===== Brano da esaminare =====

La realtà «Dobbiamo essere crudeli con noi stessi: la cultura della legalità fatica a farsi strada, bisogna ripartire dal basso, dalla scuola». Le campagne di delegittimazione della magistratura favoriscono il degrado etico e politico. Abbiamo perso una grandissima occasione». Vent’anni dopo Mani Pulite le amare parole di Gerardo D’Ambrosio, per una vita magistrato a Milano indagando da Piazza Fontana a Tangentopoli e oggi senatore Pd, raccontano la delusione per il fallimento di una stagione che avrebbe potuto cambiare profondamente il Paese.
Dottor D’Ambrosio, che cosa abbiamo perso?
«Abbiamo smarrito l’occasione di sconfiggere la corruzione, il cancro che avvelena la politica e l’ economia. Siamo ancora qui a invocare la cultura della legalità, altrimenti non c’è possibilità di risanamento, di rinascita, di sviluppo». Vent’anni fa, invece, la speranza di cambiare c’era davvero?
«Sì. Mani Pulite raccolse un consenso enorme nell’opinione pubblica perchè le nostre inchieste svelavano quanto fosse grave e profonda la questione morale. Spadolini e Berlinguer avevano già denunciato il degrado dei partiti, la gestione corrotta della cosa pubblica. Ma nel 1992 l’Italia comprese come la corruzione stava distruggendo l’economia. Avevamo un debito pubblico enorme, pari al 120% del Pil, eravamo in condizioni terribili, simili a quelle di oggi, con Giuliano Amato costretto ad adottare misure straordinarie».
Qual era la malattia della Prima Repubblica?
«La corsa al finanziamento illecito da parte dei partiti era massiccia, sfuggiva a qualsiasi valutazione. La corruzione si era infiltrata nella burocrazia, nell’amministrazione, i partiti decidevano chi doveva vincere gli appalti. I corrotti facevano carriera, gli onesti no».
Come reagirono i cittadini?

===== Estratti elenco =====

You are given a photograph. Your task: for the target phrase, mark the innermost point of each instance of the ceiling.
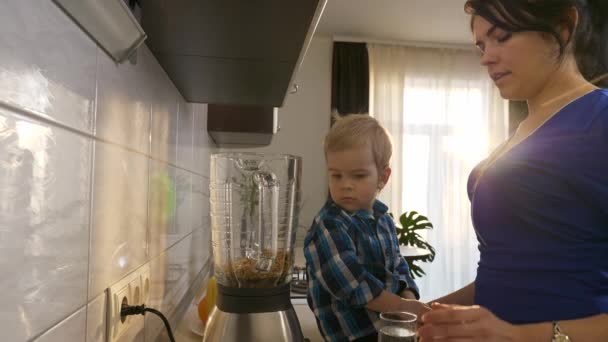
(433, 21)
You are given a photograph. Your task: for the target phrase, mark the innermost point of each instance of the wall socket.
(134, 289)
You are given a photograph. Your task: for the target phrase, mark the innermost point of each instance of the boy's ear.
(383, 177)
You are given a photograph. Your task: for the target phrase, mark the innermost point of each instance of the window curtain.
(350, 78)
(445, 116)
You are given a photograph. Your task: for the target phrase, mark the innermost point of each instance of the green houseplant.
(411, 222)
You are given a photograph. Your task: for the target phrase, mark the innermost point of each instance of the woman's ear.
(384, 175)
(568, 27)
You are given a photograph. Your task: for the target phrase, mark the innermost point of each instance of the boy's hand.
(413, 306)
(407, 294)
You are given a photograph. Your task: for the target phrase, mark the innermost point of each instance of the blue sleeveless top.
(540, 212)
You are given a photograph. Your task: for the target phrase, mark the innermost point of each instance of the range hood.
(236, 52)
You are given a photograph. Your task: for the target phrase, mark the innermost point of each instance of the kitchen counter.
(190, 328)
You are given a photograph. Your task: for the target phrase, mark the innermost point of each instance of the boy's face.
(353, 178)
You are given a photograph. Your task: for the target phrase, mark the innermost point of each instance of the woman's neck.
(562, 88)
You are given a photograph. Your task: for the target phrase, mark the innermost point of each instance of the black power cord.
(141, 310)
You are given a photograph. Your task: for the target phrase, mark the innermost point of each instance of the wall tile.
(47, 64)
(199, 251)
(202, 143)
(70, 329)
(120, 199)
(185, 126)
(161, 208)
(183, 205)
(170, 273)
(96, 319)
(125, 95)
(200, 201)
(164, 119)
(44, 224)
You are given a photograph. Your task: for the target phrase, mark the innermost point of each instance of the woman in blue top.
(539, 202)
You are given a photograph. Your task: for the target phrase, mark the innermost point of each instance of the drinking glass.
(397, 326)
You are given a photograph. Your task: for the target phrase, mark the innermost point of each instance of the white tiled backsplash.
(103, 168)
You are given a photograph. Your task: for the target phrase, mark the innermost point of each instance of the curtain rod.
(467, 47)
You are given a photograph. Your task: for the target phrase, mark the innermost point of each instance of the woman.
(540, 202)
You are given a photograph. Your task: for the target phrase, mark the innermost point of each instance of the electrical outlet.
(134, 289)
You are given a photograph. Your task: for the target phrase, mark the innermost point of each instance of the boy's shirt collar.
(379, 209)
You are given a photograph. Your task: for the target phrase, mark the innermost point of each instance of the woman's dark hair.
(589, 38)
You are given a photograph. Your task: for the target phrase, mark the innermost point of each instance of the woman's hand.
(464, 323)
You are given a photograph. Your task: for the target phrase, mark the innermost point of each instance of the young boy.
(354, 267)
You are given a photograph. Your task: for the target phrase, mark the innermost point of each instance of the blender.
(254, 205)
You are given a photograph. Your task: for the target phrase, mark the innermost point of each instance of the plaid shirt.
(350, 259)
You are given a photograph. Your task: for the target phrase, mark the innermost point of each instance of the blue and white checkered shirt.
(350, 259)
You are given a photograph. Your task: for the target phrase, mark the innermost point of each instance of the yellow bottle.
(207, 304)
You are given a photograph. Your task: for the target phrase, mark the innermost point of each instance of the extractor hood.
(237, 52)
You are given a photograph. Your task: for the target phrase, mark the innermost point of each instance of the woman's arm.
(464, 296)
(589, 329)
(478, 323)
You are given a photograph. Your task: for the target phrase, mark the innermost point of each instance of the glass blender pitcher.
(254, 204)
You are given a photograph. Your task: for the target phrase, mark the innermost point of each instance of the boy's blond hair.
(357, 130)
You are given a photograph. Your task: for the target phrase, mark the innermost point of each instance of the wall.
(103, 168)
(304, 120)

=====
===== Estratti elenco =====

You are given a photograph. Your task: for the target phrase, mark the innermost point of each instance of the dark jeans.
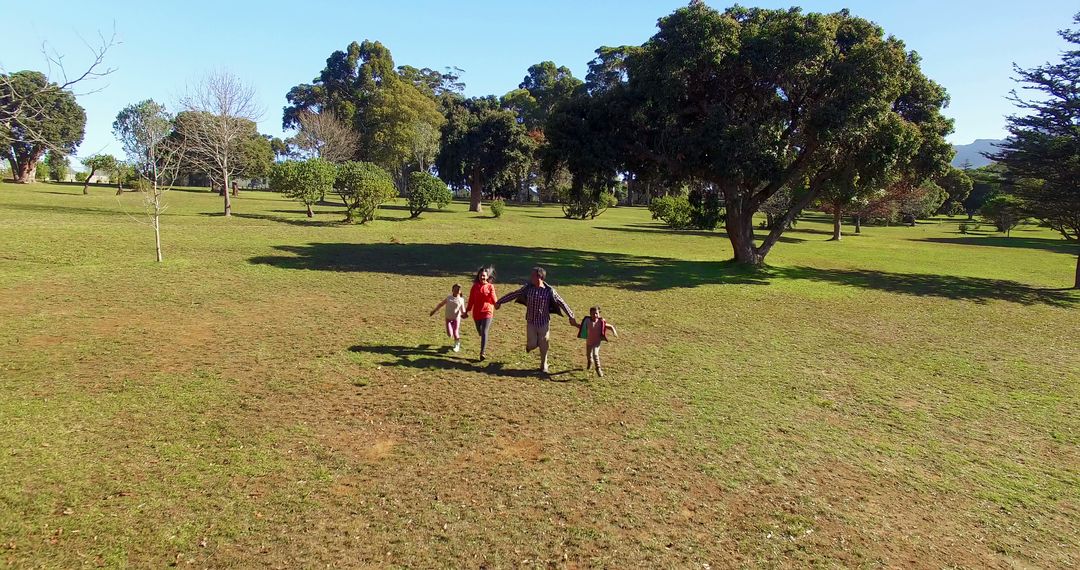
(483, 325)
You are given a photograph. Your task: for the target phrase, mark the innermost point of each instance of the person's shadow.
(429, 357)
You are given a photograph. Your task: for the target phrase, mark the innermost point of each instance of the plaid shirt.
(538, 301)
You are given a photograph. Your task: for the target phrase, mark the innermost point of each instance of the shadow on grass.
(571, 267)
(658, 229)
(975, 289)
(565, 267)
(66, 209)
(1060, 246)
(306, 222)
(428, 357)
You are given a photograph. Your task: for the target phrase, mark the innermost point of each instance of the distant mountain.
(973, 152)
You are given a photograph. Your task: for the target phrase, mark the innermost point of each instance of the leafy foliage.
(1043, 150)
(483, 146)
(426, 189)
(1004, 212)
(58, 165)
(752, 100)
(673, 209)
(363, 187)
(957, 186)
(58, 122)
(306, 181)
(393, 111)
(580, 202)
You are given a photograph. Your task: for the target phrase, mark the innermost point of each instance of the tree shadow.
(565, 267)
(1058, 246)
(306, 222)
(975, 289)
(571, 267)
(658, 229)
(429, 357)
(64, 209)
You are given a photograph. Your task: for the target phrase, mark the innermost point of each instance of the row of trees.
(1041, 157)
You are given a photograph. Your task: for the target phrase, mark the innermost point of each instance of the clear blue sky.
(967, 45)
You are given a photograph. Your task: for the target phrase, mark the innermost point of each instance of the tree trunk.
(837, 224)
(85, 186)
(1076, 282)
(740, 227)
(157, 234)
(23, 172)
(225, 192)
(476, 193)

=====
===== Estratti elenco =====

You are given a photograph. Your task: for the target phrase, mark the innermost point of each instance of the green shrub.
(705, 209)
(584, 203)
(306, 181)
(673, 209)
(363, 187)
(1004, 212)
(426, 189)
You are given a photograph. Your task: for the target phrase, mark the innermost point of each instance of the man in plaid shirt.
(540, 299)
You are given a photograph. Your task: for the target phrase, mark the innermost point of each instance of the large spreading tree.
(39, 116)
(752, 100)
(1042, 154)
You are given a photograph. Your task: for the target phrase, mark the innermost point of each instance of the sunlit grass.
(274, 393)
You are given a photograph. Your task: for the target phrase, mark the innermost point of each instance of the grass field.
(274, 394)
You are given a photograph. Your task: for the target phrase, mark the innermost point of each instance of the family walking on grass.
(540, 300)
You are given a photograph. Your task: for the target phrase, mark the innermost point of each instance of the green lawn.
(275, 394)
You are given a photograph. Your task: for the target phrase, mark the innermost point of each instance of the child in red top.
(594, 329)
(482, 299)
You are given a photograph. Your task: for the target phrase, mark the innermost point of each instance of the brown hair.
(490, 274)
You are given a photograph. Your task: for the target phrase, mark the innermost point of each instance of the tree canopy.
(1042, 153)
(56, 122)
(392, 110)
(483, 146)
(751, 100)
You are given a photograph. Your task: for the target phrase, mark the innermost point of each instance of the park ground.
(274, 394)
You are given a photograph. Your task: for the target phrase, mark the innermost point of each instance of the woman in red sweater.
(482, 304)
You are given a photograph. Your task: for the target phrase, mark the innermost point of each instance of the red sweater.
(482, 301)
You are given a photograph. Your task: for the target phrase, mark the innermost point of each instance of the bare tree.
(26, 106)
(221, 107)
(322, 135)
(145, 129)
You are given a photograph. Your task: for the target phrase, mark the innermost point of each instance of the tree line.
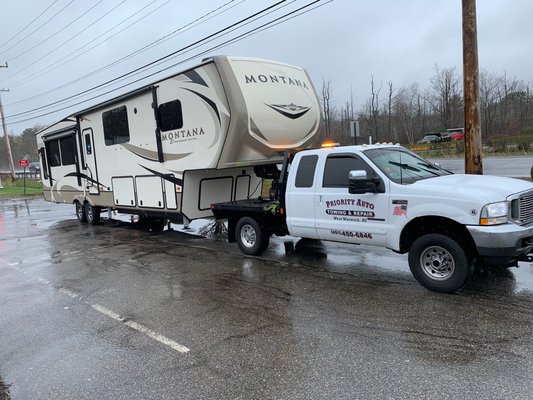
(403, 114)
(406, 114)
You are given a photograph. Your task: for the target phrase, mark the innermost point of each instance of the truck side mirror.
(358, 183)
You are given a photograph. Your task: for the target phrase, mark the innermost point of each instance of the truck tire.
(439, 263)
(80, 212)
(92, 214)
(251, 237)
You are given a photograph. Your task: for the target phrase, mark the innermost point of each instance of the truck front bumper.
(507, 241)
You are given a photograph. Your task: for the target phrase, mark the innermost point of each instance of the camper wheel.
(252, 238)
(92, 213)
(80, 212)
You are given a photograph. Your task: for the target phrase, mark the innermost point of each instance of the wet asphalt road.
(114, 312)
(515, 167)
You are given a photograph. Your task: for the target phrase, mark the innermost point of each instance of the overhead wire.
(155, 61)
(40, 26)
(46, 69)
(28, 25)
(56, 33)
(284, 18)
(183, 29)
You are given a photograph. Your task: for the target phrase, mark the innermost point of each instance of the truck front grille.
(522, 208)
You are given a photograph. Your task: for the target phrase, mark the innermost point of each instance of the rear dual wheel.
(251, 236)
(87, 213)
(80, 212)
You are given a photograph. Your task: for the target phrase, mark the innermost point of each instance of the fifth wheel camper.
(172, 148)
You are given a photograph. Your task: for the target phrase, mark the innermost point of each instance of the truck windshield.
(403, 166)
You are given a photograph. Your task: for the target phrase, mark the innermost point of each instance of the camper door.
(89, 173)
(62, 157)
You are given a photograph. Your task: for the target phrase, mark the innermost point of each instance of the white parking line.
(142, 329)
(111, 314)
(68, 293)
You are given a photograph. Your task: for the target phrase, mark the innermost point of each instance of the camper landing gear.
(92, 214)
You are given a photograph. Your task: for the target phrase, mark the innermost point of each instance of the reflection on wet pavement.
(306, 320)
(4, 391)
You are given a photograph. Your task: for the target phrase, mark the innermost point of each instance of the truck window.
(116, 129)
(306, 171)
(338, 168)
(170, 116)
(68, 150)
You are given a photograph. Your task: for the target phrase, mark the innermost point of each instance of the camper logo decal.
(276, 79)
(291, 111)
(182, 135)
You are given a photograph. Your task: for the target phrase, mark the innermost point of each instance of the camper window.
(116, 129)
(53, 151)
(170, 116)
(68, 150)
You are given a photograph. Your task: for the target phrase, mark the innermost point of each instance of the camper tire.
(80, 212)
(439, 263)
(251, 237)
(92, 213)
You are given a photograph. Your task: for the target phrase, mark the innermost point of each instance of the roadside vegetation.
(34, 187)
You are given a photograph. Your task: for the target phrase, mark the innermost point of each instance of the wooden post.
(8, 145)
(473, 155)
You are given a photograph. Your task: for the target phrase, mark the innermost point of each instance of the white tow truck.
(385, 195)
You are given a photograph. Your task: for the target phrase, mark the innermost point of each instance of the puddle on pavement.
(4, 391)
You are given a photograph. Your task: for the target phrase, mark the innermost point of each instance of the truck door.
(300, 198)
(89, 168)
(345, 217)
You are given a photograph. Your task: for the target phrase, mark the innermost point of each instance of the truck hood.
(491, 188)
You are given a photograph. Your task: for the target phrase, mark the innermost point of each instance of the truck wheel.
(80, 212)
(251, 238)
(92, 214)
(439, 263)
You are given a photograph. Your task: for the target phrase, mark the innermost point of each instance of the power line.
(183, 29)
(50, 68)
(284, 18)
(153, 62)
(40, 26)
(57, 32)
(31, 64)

=====

*Consegna*: Per favore, riscrivi l'intervista su Mani Pulite da "Dottor D’Ambrosio, che" fino a "cambiare c’era davvero?" compreso, cambiando "corruzione" in "illegalità".

*Risultato*:
Dottor D’Ambrosio, che cosa abbiamo perso?
«Abbiamo smarrito l’occasione di sconfiggere la illegalità, il cancro che avvelena la politica e l’ economia. Siamo ancora qui a invocare la cultura della legalità, altrimenti non c’è possibilità di risanamento, di rinascita, di sviluppo». Vent’anni fa, invece, la speranza di cambiare c’era davvero?